» Assignment
Taking the records below, count the lines in which "wooden" appears and supply only the count.

» Material for this exercise
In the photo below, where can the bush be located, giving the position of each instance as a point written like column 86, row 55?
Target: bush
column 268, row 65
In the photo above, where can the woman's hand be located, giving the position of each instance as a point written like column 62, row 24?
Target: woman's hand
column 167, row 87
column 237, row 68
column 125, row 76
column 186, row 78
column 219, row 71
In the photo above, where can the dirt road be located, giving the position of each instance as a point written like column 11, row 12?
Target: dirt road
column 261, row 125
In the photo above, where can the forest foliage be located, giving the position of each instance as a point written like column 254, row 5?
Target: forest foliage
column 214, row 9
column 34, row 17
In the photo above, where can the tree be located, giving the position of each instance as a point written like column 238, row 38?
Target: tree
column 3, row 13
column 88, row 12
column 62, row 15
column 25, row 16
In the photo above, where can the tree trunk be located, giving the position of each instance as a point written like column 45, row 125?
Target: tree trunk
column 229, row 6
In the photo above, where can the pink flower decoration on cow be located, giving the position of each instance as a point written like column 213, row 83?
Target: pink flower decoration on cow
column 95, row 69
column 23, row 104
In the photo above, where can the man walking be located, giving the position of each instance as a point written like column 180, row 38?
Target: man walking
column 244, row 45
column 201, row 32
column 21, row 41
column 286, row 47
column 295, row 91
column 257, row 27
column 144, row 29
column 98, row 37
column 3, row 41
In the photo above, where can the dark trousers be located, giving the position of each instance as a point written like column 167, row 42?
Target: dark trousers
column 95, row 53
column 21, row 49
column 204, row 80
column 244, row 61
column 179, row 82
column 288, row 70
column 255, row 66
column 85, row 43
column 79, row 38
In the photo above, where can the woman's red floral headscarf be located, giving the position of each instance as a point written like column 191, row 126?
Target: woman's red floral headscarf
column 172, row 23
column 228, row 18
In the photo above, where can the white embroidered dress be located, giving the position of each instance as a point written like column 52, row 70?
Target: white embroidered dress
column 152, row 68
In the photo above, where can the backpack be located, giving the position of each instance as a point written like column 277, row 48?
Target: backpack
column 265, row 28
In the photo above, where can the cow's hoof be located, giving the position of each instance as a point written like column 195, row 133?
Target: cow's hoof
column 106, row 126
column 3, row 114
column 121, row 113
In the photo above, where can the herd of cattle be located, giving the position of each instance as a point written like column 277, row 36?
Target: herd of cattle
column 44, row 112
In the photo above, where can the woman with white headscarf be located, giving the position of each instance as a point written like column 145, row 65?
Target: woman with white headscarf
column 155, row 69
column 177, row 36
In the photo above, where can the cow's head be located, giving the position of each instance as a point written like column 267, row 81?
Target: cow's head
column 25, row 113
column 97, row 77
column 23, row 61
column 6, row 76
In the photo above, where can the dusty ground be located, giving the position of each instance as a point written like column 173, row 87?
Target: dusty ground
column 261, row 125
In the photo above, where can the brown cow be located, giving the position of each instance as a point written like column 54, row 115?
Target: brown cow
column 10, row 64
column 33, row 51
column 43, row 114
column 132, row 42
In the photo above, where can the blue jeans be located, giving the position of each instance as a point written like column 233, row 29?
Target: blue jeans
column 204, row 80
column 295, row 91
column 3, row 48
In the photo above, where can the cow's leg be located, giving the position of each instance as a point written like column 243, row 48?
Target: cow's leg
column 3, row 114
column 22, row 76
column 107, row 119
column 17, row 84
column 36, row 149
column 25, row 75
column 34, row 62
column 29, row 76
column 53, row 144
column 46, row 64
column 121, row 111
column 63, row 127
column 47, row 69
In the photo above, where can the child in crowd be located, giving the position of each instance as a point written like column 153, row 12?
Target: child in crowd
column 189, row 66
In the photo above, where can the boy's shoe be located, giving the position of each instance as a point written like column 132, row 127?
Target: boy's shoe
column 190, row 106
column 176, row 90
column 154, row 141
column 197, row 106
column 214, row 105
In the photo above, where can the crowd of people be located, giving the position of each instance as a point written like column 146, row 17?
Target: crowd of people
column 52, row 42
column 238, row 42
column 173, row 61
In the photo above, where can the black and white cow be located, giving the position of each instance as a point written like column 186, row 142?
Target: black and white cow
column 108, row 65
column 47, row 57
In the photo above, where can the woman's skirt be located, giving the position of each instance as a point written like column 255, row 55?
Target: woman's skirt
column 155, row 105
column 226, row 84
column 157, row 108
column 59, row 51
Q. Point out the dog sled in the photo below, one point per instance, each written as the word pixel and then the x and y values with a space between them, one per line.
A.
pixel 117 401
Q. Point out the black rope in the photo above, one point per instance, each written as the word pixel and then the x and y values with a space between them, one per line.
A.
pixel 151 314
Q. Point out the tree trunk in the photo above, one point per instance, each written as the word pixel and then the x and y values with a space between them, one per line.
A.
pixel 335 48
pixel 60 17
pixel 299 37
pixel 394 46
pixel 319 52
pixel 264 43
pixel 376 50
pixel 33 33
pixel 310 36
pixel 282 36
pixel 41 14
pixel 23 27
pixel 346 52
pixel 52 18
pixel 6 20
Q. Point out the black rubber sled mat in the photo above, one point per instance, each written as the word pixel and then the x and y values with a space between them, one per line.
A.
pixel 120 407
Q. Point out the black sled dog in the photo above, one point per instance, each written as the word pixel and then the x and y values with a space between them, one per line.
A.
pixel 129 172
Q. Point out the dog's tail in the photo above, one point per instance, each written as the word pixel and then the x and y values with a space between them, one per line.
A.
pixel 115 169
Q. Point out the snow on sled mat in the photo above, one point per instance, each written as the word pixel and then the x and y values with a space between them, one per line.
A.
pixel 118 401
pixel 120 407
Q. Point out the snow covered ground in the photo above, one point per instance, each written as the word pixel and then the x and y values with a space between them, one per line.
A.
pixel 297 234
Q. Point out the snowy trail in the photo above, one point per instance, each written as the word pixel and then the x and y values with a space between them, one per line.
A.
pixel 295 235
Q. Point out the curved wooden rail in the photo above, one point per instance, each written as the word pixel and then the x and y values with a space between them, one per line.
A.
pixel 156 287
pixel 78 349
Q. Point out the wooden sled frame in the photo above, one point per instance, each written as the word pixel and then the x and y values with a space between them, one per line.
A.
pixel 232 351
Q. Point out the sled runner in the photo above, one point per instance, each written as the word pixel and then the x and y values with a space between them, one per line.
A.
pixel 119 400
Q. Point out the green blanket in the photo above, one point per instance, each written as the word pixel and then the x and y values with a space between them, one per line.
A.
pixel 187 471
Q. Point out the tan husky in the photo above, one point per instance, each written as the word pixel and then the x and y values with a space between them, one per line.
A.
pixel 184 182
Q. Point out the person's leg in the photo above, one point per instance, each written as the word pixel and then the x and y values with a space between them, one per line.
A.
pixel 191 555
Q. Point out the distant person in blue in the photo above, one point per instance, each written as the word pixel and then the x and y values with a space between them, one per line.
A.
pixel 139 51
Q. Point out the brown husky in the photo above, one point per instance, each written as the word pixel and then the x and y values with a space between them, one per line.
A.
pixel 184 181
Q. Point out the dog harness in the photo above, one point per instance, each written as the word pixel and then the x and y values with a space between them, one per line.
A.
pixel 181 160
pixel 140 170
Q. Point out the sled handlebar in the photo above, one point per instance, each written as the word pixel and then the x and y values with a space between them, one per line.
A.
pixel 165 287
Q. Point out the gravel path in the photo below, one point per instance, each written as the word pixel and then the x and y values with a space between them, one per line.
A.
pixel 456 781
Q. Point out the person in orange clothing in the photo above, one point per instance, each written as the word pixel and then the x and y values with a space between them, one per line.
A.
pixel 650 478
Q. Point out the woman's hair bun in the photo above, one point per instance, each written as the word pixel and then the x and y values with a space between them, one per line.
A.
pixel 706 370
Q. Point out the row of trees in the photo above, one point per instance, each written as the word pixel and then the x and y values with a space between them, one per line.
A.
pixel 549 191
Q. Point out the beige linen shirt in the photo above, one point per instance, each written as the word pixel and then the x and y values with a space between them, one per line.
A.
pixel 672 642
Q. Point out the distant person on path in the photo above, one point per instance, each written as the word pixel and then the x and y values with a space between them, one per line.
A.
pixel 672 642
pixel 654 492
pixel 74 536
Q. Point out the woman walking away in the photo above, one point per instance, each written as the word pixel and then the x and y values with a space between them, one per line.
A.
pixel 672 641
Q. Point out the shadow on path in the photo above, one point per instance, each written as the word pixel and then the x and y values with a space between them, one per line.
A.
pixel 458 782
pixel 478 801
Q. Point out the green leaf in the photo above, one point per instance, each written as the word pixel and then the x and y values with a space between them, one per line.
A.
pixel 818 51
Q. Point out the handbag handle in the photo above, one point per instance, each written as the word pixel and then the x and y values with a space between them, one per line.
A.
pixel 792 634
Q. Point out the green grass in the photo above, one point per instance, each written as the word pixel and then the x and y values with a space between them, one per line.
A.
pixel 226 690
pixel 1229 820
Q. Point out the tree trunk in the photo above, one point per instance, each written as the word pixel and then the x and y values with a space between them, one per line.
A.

» Result of this exercise
2